## Aim of the exercise
Which lines in the rows below contain the string "wall"? Copy out each of them.

(Bounding box annotation rows)

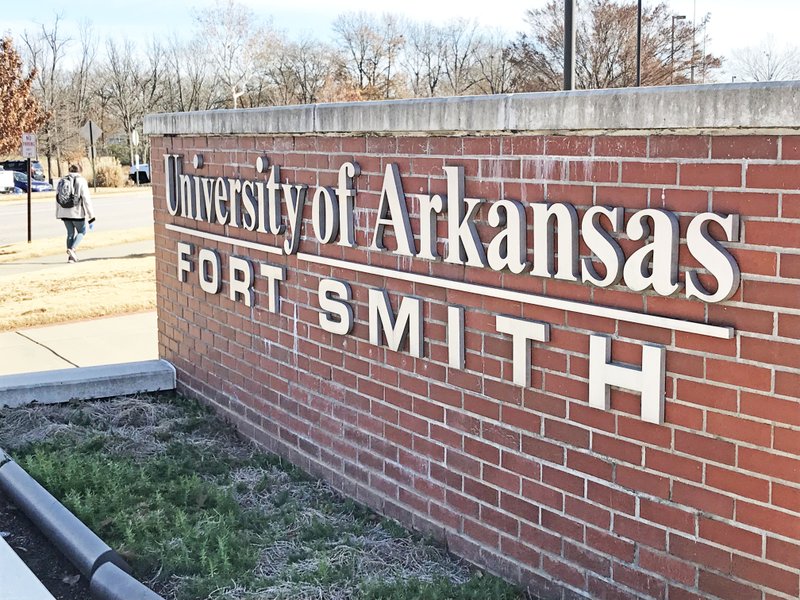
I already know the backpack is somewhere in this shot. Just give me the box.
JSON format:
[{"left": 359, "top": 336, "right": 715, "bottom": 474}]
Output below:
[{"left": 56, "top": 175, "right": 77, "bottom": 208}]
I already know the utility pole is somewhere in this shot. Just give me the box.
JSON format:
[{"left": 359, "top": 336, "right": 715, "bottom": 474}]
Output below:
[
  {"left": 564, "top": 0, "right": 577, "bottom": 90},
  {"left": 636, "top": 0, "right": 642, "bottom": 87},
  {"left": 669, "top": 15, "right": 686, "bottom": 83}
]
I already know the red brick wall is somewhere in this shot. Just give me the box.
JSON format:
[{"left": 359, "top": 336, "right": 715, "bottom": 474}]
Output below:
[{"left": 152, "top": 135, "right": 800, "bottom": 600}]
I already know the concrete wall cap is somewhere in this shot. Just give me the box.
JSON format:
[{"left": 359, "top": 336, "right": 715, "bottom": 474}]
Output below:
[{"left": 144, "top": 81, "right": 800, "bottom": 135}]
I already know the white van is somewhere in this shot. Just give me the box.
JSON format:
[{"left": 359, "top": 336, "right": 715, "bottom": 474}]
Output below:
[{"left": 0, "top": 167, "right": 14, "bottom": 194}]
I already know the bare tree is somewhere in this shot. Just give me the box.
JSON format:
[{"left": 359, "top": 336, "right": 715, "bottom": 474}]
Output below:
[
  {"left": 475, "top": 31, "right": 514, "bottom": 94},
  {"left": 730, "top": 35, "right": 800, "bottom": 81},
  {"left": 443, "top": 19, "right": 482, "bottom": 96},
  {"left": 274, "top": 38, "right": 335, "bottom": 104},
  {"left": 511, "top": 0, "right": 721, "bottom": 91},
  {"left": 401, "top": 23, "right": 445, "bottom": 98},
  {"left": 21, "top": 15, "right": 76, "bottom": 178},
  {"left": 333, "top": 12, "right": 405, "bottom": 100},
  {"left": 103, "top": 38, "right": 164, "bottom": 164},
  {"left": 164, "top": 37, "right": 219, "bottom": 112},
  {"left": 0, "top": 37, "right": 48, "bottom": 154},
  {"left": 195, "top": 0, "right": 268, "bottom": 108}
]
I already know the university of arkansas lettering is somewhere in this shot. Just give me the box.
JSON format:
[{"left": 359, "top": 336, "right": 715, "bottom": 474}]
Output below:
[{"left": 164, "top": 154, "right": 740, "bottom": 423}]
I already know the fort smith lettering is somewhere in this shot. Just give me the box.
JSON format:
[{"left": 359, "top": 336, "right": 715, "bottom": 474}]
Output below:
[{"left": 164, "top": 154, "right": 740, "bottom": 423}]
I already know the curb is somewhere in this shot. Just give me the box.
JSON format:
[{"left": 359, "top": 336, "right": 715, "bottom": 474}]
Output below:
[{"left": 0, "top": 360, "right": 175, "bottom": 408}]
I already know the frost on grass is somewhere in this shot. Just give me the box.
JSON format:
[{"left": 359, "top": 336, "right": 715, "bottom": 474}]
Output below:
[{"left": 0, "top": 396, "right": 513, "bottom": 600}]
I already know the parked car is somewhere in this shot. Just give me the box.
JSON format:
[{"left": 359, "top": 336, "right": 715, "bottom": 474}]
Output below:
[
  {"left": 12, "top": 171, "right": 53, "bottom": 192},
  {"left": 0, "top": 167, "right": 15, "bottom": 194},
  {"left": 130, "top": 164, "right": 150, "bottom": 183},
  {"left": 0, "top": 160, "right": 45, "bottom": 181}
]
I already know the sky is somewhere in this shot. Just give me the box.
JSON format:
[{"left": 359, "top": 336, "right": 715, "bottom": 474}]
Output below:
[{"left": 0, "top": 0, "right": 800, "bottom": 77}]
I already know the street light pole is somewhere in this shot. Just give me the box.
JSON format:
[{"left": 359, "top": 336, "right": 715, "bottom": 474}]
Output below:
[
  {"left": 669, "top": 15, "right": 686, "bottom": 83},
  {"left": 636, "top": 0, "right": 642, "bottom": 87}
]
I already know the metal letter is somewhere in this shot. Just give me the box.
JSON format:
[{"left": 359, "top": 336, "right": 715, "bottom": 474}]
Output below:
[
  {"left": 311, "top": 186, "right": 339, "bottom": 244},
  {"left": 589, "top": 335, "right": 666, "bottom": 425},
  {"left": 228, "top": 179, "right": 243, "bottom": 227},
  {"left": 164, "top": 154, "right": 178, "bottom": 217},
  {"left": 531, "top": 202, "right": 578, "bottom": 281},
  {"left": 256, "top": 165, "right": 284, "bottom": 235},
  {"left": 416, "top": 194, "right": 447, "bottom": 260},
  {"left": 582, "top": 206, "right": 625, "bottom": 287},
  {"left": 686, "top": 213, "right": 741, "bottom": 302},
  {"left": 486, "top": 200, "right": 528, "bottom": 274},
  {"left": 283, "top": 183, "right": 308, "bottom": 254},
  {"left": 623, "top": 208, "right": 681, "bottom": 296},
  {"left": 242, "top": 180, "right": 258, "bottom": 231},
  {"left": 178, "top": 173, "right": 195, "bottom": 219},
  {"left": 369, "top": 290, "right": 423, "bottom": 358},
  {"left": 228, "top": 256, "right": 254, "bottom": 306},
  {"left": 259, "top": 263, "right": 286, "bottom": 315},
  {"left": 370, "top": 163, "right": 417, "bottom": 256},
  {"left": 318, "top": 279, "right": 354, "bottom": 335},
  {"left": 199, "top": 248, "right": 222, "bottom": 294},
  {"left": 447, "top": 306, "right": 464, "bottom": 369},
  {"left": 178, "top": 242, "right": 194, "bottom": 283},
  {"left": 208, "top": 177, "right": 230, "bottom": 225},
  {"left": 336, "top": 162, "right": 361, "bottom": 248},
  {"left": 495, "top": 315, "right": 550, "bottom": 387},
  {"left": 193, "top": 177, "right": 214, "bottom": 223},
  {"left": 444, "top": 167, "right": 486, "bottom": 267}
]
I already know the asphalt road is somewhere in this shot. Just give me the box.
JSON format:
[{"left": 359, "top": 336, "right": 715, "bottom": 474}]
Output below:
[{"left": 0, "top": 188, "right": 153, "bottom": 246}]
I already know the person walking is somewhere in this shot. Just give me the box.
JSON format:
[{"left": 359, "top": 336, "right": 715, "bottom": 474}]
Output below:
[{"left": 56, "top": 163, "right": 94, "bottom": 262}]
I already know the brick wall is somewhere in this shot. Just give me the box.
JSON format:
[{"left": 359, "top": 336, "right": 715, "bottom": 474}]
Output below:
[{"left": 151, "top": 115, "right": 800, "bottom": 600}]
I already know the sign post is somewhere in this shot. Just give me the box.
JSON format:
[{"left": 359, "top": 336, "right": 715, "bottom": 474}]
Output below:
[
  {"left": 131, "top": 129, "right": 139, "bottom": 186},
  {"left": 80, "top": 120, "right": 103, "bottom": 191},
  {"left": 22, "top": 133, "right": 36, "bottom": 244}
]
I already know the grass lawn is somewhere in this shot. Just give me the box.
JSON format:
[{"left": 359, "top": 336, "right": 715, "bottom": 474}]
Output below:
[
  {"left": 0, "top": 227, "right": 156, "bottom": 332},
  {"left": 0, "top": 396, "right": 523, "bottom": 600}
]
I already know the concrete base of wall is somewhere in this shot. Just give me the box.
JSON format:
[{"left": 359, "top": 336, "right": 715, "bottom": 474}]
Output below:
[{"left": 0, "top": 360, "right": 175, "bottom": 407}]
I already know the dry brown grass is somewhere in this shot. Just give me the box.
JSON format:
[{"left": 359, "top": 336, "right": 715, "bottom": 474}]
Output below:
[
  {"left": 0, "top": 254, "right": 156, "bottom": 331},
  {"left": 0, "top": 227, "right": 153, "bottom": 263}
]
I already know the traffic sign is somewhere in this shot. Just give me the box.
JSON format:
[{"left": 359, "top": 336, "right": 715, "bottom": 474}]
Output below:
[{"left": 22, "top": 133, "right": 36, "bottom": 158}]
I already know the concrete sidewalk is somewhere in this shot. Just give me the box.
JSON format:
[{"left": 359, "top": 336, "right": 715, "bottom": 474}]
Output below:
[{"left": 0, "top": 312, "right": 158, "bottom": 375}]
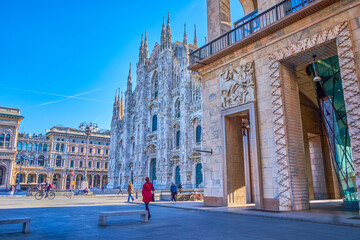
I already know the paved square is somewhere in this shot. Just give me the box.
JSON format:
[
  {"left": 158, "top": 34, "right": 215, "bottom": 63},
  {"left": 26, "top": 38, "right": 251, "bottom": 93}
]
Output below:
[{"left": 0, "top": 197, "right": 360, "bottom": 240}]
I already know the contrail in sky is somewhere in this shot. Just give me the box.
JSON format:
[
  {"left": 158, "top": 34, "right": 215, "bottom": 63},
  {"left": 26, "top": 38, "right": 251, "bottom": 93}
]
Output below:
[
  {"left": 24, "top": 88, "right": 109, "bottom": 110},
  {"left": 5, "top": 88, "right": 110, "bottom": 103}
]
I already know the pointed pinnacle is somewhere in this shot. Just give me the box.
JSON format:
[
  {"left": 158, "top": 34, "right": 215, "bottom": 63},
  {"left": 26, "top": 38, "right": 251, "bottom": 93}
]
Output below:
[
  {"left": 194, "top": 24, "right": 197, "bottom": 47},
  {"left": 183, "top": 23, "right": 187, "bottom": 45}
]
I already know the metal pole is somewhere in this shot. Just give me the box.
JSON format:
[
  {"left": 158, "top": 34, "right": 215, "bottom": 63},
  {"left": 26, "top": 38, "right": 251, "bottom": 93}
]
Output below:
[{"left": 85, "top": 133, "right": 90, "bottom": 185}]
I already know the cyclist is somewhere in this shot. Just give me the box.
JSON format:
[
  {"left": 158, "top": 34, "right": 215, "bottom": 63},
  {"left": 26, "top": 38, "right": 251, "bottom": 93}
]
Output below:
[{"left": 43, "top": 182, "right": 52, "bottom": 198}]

---

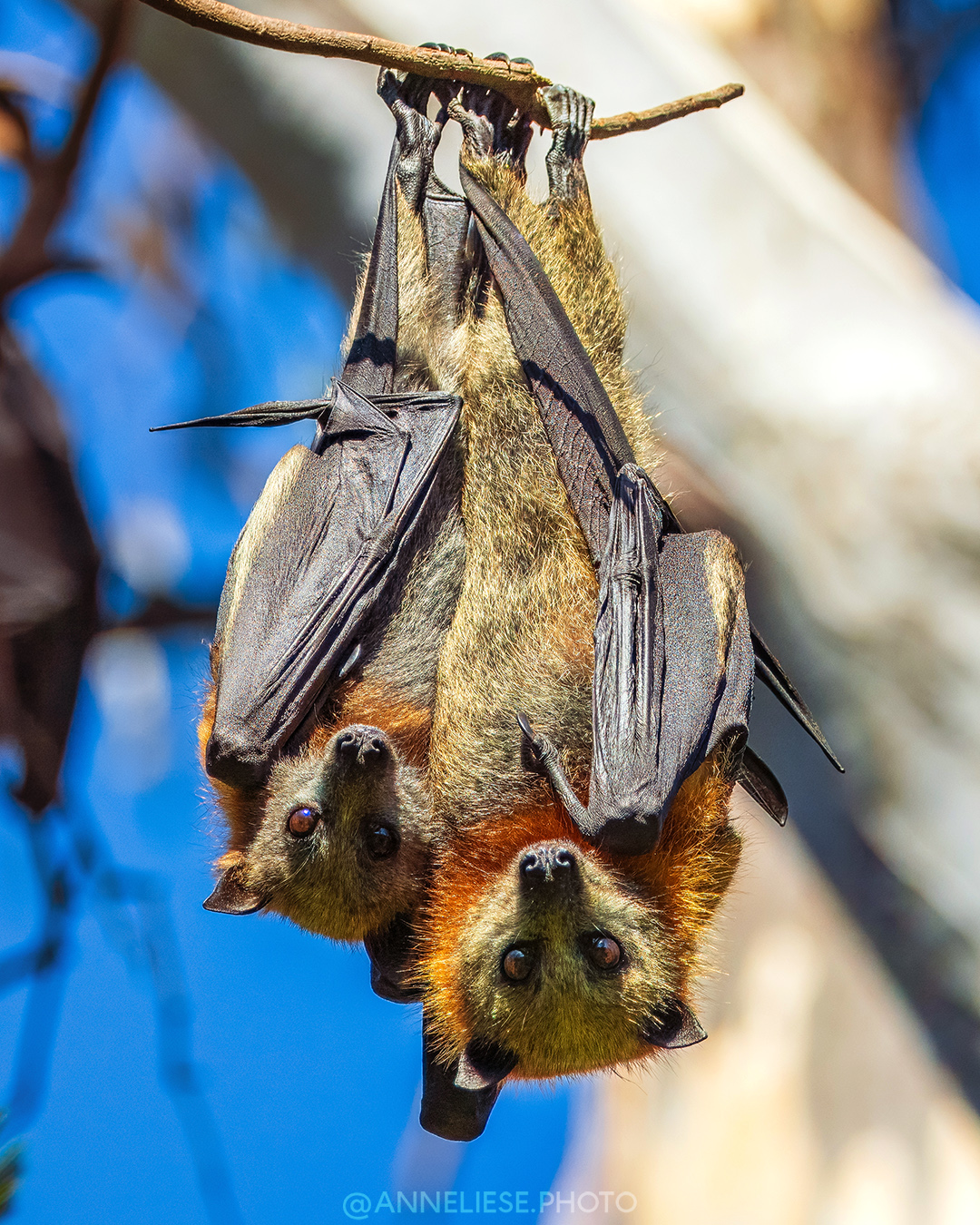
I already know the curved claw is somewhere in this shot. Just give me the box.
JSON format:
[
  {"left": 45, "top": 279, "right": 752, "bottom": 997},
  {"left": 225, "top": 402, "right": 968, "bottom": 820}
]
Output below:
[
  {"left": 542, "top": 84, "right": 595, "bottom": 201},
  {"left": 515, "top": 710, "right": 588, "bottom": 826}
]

## Exercise output
I already know the red brick wall is somewhere in this shot. Just give me the box.
I already know the concrete wall cap is somewhere in this shot. Just give me the box.
I already know the brick wall is somewhere in this shot. Just give me the box.
I already know the concrete base of wall is somewhere in this shot. Just give me the box.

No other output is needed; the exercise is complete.